**Quoted text:**
━━━━━━━━━━

But don’t feel too bad for Tate, who is directing his first feature film as we speak (including his pal Norman Reedus), and even Roy didn’t seem too disappointed at the loss. “Sometimes you have to eat your cake without icing, but it’s still cake.”
Judging from the previews for the next season, it looks like not only is “Face Off” going bigger, but they’re going international and doing a little traveling. It’s sorta like “America’s Next Top Model” without the douchey drama, and with way cooler contestants, host, and judges.
Eat your heart out, Tyra.
See y’all for the next season of Syfy’s “Face Off,” which debuts in January 2014.
“Face Off” finally whittled the competition down Tuesday night to three finalists who will compete for the final win and grand prize next week. Four veterans did their take on exotic birds and “Fantasies of Flight” in a real clash of the titans of makeup artists to determine who would continue in the competition. But one had to go home, just short of their shot at the grand prize they sacrificed so much to fight for.
After last week’s controversial ending, with no one going home despite a very unfinished makeup from Miranda, Laney’s voluntary departure ended up being the only artist going home for the week, clearly saving Miranda. The crazy thing is, Miranda has done so well all season, but as things progressed the last few weeks, she seemed to sort of psych herself out. Perhaps being so close to the prize got her in the wrong headspace, but she suddenly started having a terrible time making decisions and getting her work done.
Even after last week’s fiasco — which even she admitted her model did as much work on as she did — Miranda started off the spotlight challenge again spending too much time sculpting her head piece.
As bystanders and armchair makeup artists, none of us fully understand the pressure these contestants go through, and I always try to be kind, but I found myself wanting to have a Cher moment from the movie “Moonstruck…” I just wanted to smack her and say “Snap out of it!”
I don’t mean that in a mean way. Really. But even as a fan, it’s frustrating to see somebody blowing their chance. Miranda’s human and silvery-cheeked hornbill hybrid was a lot more sparse in design than the other three contestants from the get-go, so she already set herself up at a disadvantage for judging.
Tate chose the Egyptian vulture. Golly, that’s a big surprise… the horror guy taking a vulture. Tate has spent the whole season being Mr. Cool, helping other people while pulling off these huge elaborate concepts and makeups without getting stressed or losing his composure. And he never seemed to be pressed for time except when a hand injury put him a little behind.
But tonight we got to see Tate a little more stressed out. He decided not only to do a huge elaborate sculpture but to integrate the feathers into it individually, in the mold itself. I know that’s not a good description but you’ll be able to see in the photos what I mean. It was an unreal amount of work, and this is the first time we’ve seen him show any doubt or waiver at all in his decision-making in the work room.
“You can go big, but you have to finish your work or the judges will send you home,” he said.
(Well, unless another contestant voluntarily leaves that same week.)
Laura had a cockatoo for her bird of choice. She wanted to give it some character so she decided to make it an aged version of the bird. She’s another one that usually stays very cool and collected and is known for staying composed and getting an insane amount of work done in very short time frames. But as she was doing her feathers, she realized they were taking a lot more time than she anticipated, so she was starting to worry about running out of time as well.

━━━━━━━━━━

Pick up the recap of the "Face Off" episode after its last sentence and carry it forward.

━━━━━━━━━━

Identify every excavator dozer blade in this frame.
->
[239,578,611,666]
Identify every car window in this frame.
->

━━━━━━━━━━

**Reply:**
Laura is kind of the one that flies under the radar as far as the final TV edit. She doesn’t get into a lot of drama, or a lot of fuss… she just hunkers down and gets her work done and does the most immaculate paint jobs. She has been one of the most consistent contestants all season, and it carried her to the finals her last time around on the show.
What I’m trying to say is, if it seems like I don’t give her a lot of coverage, it’s because every week is just “Laura did another great makeup.” I’m having a hard time thinking of creative ways to rephrase it. Screw up every now and then, would you, girl? Just a little bit so there’s something to comment on, but not enough to get eliminated.
Speaking of which, was there anyone watching the show whose heart didn’t just sink when Roy dropped and broke the back part of his mold? He had suffered one other technical disaster early in the season, and barely escaped elimination. But that was when there were a ton of rookies still in the field, and plenty of people that could do worse than him.
Now, maybe I’m biased because I’m an old fart compared to most, which is to say, I’m the same age as Roy. But that moment was what defines the makeup artists that make it, and the makeup artist that don’t.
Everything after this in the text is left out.